_出典_
::::

そこには、私がそれまでに接したことのないダイバーシティがありました。様々な国籍の人がたくさんいて、いろいろな考え方があって、セクシュアリティーにも寛容でした。とても自由な世界が広がっていたので、カルチャーショックを受けました。「世界のことを何も知らなかったな」と自分の視野が広がる瞬間でした。
全てが「It's up to you」
なんでも試してみればいい
ただし、当時のファッション業界は、エクスクルーシブ(閉鎖的)であったと思います。その頃の業界の世界観は、残念ながら個々のモデルの多様性を認めてはいませんでした。モデルといえば「細くて10代」と決まっていて限定的な美が求められていたのです。しかし、最近は業界全体の意識が大きく変わってきています。人種、国籍、体形、年齢について、これまで限定的だった枠に多様性の幅が生まれています。私が若いときにはなかったことばかりです。これはチャンスでもあるし、とても希望が持てると思います。
エクスクルーシブだった時代は、とにかく負けたくなかったので、がむしゃらに頑張っていました。目標を立て、そこを目指して忍耐強く粘って、それを勝ち取ります。今の時代、忍耐強く我慢することが正解なのかわかりません。私の場合、忍耐力を持ち続けられたけれども、人にはそれぞれキャパシティーがあります。今は「忍耐でがんばれ」という時代でもないですよね。
やりたいことがあればがんばればいいし、「これ以上無理」と思ってやめるのであれば、それは自分の選択です。全てが「It's up to you」、あなた次第。
今やSNSがあるし、海外に行かなくてもできることは多いし、いくつもの道が開けているから、かえって悩むのかもしれません。なんでも試してみればいいのではないでしょうか。まずは一歩、足を踏み出して動き出すのがいいと思います。
昔は、業界はエクスクルーシブが当たり前で、それがラグジュアリー(ぜいたく)なものにつながっていたのです。みんなが憧れるものであって、たどり着きたい特別なところでした。でも今は、インクルーシブな世の中に逆転しています。これまでがんばって作り上げてきた私の物差しやロジックがフィットしてこなくなっているところもあるので、そこを調整しています。

::::

_データ記録_
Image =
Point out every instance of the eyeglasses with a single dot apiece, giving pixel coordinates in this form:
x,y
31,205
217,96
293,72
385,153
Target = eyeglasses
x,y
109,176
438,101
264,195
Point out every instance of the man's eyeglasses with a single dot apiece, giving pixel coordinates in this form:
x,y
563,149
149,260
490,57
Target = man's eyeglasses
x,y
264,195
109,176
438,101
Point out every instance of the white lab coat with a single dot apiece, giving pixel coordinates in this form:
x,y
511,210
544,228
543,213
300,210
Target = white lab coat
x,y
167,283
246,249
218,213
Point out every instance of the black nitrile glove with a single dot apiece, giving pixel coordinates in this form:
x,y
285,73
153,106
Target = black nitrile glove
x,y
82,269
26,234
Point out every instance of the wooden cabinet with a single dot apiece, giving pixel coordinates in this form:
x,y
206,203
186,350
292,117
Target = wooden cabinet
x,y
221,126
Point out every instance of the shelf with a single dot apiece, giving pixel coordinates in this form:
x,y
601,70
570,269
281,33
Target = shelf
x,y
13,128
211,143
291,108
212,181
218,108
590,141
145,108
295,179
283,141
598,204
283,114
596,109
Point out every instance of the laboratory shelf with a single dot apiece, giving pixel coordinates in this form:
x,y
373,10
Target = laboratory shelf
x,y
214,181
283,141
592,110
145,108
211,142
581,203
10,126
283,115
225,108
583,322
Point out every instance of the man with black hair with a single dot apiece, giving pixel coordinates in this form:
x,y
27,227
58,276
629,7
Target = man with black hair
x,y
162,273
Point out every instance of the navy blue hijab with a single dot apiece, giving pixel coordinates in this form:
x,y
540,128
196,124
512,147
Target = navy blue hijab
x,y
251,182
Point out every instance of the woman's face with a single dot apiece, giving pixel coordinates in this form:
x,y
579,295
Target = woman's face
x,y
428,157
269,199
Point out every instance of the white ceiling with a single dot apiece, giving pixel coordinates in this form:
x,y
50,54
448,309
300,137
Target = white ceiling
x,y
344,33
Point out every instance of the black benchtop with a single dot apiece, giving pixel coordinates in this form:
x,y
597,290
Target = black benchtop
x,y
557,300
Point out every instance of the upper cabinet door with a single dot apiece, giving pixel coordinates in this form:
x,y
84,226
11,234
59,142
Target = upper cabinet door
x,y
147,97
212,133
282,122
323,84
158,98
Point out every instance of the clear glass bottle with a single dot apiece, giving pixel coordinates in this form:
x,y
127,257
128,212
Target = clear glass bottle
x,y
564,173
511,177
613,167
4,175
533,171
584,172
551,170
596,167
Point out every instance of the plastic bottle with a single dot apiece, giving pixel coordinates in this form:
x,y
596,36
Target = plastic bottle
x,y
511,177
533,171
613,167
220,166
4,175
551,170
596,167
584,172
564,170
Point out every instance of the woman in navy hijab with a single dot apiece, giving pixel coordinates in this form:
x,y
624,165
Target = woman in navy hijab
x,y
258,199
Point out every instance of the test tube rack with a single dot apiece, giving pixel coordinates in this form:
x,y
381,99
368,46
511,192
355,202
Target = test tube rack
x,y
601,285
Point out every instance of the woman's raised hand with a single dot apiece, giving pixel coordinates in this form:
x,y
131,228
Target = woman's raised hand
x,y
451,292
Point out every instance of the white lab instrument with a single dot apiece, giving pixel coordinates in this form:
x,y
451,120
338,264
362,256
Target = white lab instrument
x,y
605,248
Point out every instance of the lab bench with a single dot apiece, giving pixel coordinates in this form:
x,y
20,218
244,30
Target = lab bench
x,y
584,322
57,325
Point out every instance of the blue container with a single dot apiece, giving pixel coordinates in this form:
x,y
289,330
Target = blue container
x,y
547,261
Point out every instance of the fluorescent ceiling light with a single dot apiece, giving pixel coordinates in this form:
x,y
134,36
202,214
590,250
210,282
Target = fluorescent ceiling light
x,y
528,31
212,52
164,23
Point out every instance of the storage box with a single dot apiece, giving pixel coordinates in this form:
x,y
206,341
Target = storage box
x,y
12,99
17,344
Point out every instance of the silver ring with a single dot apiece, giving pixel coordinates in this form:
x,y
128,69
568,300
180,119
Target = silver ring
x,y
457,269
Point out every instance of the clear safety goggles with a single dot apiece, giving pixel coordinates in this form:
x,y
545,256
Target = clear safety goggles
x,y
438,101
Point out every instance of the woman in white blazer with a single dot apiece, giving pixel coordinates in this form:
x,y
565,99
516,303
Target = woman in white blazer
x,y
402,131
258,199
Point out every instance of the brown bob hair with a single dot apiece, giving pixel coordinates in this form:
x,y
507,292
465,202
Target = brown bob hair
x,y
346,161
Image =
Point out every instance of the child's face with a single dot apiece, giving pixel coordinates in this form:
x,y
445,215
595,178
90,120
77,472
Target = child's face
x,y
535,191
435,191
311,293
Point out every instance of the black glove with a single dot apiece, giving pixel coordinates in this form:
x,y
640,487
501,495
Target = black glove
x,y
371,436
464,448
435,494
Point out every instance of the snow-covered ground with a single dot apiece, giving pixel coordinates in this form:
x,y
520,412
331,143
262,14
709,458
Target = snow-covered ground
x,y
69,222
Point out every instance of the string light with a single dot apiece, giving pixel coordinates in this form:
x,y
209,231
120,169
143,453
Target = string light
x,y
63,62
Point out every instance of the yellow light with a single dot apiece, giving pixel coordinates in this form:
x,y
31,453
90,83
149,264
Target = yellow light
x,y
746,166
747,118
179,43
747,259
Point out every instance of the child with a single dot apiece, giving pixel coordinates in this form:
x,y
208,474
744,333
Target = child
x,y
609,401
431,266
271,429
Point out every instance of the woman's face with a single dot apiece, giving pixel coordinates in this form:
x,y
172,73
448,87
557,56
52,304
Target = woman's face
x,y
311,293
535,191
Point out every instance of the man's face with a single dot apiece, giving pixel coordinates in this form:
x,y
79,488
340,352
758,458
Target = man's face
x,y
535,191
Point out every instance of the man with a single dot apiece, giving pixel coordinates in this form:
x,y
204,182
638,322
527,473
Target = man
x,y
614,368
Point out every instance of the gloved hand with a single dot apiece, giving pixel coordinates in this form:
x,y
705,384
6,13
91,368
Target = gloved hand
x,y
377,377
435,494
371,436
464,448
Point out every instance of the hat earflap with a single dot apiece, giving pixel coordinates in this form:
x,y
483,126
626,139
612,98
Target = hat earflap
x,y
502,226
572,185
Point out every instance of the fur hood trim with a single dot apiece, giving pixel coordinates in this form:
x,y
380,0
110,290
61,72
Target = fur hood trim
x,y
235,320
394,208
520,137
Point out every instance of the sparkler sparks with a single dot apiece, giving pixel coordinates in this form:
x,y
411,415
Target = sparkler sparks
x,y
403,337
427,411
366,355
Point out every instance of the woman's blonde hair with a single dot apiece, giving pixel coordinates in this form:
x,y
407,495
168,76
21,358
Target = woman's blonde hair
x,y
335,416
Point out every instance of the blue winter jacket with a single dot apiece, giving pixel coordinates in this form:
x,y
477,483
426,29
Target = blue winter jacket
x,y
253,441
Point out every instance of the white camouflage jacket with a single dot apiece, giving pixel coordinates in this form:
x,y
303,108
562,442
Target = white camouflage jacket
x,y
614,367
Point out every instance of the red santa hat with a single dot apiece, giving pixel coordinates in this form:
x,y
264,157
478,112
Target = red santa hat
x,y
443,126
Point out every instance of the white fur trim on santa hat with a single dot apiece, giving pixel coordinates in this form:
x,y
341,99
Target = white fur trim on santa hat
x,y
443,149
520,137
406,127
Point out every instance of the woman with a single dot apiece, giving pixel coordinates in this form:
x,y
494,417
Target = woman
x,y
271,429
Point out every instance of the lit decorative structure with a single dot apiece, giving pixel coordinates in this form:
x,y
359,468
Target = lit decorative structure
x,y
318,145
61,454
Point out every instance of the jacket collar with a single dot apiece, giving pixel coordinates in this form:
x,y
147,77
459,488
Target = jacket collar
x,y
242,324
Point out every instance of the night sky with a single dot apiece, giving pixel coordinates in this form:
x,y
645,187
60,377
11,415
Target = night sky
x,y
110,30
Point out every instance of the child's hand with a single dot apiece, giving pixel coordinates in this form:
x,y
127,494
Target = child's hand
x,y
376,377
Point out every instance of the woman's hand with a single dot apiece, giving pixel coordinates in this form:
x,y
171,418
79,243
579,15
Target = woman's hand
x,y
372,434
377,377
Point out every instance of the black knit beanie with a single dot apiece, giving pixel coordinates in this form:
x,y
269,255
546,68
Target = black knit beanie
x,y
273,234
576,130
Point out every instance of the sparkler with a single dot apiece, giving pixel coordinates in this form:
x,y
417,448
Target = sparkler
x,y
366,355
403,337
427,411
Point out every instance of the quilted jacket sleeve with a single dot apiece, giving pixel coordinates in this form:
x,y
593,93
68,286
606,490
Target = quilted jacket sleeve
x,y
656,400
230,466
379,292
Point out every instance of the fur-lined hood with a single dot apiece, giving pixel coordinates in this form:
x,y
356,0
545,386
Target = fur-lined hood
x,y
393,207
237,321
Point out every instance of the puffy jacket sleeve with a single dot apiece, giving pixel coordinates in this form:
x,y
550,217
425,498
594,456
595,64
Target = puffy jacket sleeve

::::

_依頼事項_
(A) 出典の文章のうち、「そこには、私がそれまでに接し」から始まり「という時代でもないですよね。」で終わる部分を、一字一句違えずに書き写してください。
(B) 出典の文章について、次の問いに答えてください。
(i) 当時のファッション業界では、モデルといえばどのようなものと決まっていましたか。
(ii) 最近、多様性の幅が生まれているのは、どのような点についてですか。
(iii) 昔の業界でエクスクルーシブが当たり前だったことは、何につながっていたと述べられていますか。

_最終回答_
(A)
そこには、私がそれまでに接したことのないダイバーシティがありました。様々な国籍の人がたくさんいて、いろいろな考え方があって、セクシュアリティーにも寛容でした。とても自由な世界が広がっていたので、カルチャーショックを受けました。「世界のことを何も知らなかったな」と自分の視野が広がる瞬間でした。
全てが「It's up to you」
なんでも試してみればいい
ただし、当時のファッション業界は、エクスクルーシブ(閉鎖的)であったと思います。その頃の業界の世界観は、残念ながら個々のモデルの多様性を認めてはいませんでした。モデルといえば「細くて10代」と決まっていて限定的な美が求められていたのです。しかし、最近は業界全体の意識が大きく変わってきています。人種、国籍、体形、年齢について、これまで限定的だった枠に多様性の幅が生まれています。私が若いときにはなかったことばかりです。これはチャンスでもあるし、とても希望が持てると思います。
エクスクルーシブだった時代は、とにかく負けたくなかったので、がむしゃらに頑張っていました。目標を立て、そこを目指して忍耐強く粘って、それを勝ち取ります。今の時代、忍耐強く我慢することが正解なのかわかりません。私の場合、忍耐力を持ち続けられたけれども、人にはそれぞれキャパシティーがあります。今は「忍耐でがんばれ」という時代でもないですよね。

(B)
(i) モデルといえば「細くて10代」と決まっていました。
(ii) 人種、国籍、体形、年齢について、多様性の幅が生まれています。
(iii) ラグジュアリー(ぜいたく)なものにつながっていたと述べられています。